リビングで仕事をしているときに家族に話しかけられイライラしてしまったり、平日もずっと顔を合わせていると家族でも息がつまってしまうなど。
これは、家族の「パーソナルスペース」が守られていないことが原因だと考えます。パーソナルスペースとは、心身の安心・安全のために、人との間に距離を取ってつくる「個人的な空間」のことを言います。
親密な相手ほどパーソナルスペースは狭くなりますが、夫婦や家族といった親しい間柄であっても、適度に距離を保てる空間をつくることはとても大切です。
前回に引き続き、Nさんの事例を紹介します。
空間デザイン心理士® まえうみ的改善策
・寝室にあった奥さまのドレッサーをリビングへ移動して、新たに購入した夫の仕事用のデスク(幅1㍍×奥行き50㌢)を置いた。
密集がストレスのもと
在宅ワーク以前、リビングは奥さまがくつろぐ居場所でした。そこがワークスペースになったことで奥さまの居場所がなくなってしまいました。
テレビを見ることも難しくなり、Nさんが仕事の電話をし始めたら子どもを静かにさせ、終わるまで息をひそめなければならない状態。Nさんも、家族が密集している空間で、仕事がはかどらずイライラしていました。
人は狭い空間に密集すると、ストレスを感じやすいもの。特に男性はその傾向が強くなると言われています。そのため、男性が在宅ワークをする際には、一人で集中できる空間が必要です。
そこで、個室を確保するため、寝室にワークスペースを設ける提案をしました。寝室には机を置く場所がなかったので、奥さまのドレッサーをリビングへ移動しました。そして机を購入し、ワークスペースを新設。劇的に過ごしやすさが変わったそうです。
奥さまは「デスクとドレッサーを配置換えしただけで、こんなに変わるとは! ドアを閉めて空間を分けられることで、夫も子どもも、何より私が過ごしやすくなりました。ドア1枚で、こんなに気持ちがラクになって救われるんだと、思いました」とおっしゃっていました。

(物体位置アノテーションデータ)
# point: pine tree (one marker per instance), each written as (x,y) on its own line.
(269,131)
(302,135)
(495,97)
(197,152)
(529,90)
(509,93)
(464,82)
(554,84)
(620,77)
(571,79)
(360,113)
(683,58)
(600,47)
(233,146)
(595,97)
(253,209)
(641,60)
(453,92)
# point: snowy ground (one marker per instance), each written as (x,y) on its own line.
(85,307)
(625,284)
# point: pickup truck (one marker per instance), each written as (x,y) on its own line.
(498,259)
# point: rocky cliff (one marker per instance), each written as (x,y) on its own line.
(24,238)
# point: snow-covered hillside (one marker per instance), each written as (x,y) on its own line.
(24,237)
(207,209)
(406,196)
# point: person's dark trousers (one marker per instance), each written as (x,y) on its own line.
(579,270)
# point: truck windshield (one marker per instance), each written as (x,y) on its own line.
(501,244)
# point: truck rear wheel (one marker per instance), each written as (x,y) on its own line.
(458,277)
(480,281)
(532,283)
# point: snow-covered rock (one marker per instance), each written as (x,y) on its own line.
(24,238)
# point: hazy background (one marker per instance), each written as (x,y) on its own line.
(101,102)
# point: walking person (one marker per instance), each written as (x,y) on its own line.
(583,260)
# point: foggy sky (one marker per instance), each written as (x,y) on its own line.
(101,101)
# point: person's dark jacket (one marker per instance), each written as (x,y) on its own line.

- [やること]
a - 在宅ワークの空間に関する文章で、寝室に新たに置いた夫の仕事用デスクの大きさはどう書かれているか。
b - 在宅ワークの空間に関する文章の続きを、最後の文の後から書き継いでください。
これらの行は、文章とは別の資料である。

- [解答一覧]
a - 幅1㍍×奥行き50㌢。

b -
「集い」と「個」の両立
これまでの住まいは、家族が集うことに重きが置かれてきました。もちろん、それも大切ですが、家族が円満に過ごすためには「集い」だけでなく1人の時間を過ごせる場所を確保することも大事だと考えます。
スペースの確保が難しい場合は、リビングなどの一角をパーティションで区切るのも良いでしょう。視界を遮るだけで、集中力は高められます。
ご夫婦の寝室が一緒でも、それぞれのパーソナルスペースを尊重できるレイアウトがおススメです。例えば、部屋の中央にベットを置き、左右のベットサイドにそれぞれのスペースを設けるなど。
ぜひ、小さいスペースでも家族それぞれの個の空間をつくる工夫をしてみてくださいね。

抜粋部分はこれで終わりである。